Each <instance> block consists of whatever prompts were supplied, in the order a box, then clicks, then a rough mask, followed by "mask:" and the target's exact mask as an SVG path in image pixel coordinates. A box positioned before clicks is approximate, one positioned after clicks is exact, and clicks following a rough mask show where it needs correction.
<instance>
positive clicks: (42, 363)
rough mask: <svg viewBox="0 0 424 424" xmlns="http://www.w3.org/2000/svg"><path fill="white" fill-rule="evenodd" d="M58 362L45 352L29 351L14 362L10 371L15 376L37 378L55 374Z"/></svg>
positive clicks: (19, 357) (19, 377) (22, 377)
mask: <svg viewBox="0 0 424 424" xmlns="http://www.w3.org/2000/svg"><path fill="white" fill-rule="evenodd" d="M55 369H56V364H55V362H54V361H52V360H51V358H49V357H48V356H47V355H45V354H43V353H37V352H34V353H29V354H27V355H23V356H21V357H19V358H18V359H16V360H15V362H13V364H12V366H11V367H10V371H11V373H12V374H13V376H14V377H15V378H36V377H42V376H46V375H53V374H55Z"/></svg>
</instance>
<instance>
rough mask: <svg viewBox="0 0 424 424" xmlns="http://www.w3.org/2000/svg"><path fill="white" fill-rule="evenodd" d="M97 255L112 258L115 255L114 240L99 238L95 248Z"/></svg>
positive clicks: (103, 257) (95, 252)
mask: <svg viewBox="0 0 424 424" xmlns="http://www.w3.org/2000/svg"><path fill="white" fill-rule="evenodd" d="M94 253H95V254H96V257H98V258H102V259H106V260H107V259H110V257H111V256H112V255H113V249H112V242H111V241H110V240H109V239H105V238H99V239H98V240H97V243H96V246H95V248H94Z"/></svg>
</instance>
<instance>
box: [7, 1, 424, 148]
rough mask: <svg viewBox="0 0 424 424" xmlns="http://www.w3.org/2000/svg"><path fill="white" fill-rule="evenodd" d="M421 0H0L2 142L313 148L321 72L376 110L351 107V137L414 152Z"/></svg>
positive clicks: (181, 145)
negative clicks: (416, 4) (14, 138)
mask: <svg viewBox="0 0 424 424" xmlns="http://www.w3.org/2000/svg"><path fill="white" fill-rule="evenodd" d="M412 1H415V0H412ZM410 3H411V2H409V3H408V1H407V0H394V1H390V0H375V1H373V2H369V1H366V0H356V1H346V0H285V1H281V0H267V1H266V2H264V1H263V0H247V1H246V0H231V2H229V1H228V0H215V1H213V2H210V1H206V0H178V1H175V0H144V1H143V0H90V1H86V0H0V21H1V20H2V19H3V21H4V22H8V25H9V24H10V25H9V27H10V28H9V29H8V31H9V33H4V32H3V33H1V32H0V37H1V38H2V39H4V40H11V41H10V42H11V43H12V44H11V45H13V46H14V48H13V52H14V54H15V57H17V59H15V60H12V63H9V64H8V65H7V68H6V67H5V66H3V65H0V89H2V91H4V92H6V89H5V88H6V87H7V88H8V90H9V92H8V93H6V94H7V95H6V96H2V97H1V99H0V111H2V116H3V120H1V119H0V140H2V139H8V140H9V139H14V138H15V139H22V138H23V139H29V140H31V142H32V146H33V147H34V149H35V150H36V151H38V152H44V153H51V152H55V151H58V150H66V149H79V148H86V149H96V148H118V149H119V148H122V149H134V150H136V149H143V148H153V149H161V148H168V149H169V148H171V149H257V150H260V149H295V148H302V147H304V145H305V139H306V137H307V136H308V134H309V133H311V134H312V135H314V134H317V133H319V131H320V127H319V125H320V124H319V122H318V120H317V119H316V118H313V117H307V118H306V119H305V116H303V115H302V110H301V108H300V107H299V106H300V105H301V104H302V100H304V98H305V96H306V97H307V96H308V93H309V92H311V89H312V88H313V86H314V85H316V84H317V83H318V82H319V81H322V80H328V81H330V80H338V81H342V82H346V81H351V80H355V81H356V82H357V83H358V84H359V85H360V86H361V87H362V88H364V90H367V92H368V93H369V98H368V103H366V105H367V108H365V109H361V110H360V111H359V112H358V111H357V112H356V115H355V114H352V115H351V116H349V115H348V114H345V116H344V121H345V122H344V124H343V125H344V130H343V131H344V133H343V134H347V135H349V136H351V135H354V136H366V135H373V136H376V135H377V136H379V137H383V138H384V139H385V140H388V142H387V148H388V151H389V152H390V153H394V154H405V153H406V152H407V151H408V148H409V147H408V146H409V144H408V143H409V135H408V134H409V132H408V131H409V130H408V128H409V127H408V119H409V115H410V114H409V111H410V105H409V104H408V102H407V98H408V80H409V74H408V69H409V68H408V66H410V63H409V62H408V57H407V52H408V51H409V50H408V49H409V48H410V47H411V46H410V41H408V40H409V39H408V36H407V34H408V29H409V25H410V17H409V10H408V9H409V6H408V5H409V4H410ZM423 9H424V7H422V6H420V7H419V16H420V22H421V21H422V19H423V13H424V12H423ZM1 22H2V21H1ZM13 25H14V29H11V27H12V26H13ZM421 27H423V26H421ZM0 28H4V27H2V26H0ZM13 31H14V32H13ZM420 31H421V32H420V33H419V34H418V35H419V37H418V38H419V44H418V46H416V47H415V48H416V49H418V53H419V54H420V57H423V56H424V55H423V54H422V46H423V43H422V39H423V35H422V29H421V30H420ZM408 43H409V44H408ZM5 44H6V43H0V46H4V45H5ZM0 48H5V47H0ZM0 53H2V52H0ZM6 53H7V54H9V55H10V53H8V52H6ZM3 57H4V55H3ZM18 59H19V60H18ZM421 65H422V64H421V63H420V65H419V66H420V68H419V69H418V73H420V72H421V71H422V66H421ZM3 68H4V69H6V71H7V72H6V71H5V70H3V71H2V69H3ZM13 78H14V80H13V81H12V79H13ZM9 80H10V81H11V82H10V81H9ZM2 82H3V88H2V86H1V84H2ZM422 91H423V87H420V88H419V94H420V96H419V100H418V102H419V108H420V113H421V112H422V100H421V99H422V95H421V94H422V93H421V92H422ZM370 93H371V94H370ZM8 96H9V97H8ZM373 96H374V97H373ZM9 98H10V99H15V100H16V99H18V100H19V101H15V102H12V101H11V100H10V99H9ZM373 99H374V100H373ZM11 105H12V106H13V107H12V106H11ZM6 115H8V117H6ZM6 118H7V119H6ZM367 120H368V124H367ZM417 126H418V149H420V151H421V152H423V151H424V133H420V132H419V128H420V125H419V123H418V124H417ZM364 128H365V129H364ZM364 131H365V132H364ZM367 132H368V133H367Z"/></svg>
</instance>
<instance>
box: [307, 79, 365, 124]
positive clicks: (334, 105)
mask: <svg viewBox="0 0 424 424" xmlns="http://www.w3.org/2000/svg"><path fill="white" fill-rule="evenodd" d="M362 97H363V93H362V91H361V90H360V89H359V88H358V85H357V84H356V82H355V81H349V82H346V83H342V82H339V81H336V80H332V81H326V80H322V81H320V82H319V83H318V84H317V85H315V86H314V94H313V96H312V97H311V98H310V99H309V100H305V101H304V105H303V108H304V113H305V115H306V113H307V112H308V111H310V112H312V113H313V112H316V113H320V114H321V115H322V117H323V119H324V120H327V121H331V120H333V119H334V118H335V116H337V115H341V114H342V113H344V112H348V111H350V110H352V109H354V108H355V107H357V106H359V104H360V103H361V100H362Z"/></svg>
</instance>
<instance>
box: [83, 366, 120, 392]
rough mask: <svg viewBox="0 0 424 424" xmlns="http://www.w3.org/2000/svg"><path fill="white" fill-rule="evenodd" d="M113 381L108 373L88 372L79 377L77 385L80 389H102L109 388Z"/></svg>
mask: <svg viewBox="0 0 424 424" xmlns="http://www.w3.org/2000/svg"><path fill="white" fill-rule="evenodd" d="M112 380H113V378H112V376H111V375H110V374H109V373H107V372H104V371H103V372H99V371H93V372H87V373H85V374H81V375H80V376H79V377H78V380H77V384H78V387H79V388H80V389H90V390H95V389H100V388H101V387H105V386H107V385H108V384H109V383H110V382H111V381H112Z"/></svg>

************

> [YOUR ASSIGNMENT] Lay out the listing from its first line through the line that contains "positive clicks: (19, 357)", both included, as a Markdown table with the columns Row and Line, numbering each row and leaving out blank lines.

> [TASK ANSWER]
| Row | Line |
|---|---|
| 1 | Each <instance> block consists of whatever prompts were supplied, in the order a box, then clicks, then a rough mask, followed by "mask:" and the target's exact mask as an SVG path in image pixel coordinates. A box positioned before clicks is approximate, one positioned after clicks is exact, and clicks following a rough mask show where it needs correction. |
| 2 | <instance> |
| 3 | positive clicks: (42, 363) |
| 4 | rough mask: <svg viewBox="0 0 424 424" xmlns="http://www.w3.org/2000/svg"><path fill="white" fill-rule="evenodd" d="M58 362L45 352L29 351L14 362L10 371L15 376L37 378L55 374Z"/></svg> |
| 5 | positive clicks: (19, 357) (19, 377) (22, 377) |